WHAT THE TASK ASKS: Show every line of the records that contains the word "target", copying each such line in full. Case matters.

═══ MATERIAL SUPPLIED

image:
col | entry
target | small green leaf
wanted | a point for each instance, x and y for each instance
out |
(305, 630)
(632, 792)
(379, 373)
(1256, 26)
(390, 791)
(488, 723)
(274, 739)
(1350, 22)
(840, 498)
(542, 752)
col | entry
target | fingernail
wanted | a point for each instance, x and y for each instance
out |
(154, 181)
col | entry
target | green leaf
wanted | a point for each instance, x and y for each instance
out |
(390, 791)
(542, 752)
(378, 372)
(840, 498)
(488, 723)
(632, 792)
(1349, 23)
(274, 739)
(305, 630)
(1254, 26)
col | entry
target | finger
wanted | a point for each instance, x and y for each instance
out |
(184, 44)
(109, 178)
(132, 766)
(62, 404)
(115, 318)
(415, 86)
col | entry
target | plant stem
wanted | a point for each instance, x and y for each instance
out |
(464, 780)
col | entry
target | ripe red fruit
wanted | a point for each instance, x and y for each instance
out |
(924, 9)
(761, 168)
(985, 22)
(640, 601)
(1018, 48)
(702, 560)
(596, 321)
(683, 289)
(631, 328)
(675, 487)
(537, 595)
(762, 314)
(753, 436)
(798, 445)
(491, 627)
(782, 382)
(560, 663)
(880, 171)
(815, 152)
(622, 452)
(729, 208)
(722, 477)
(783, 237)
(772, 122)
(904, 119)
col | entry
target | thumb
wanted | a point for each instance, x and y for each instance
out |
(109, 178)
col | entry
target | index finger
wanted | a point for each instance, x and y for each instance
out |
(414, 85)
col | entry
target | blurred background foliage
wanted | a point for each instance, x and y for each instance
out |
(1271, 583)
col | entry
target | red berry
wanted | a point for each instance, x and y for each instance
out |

══════

EXERCISE SOLUTION:
target | small green leaf
target | fingernail
target | green leaf
target | finger
target | plant stem
target | ripe red fruit
target | thumb
target | index finger
target | blurred background foliage
target | red berry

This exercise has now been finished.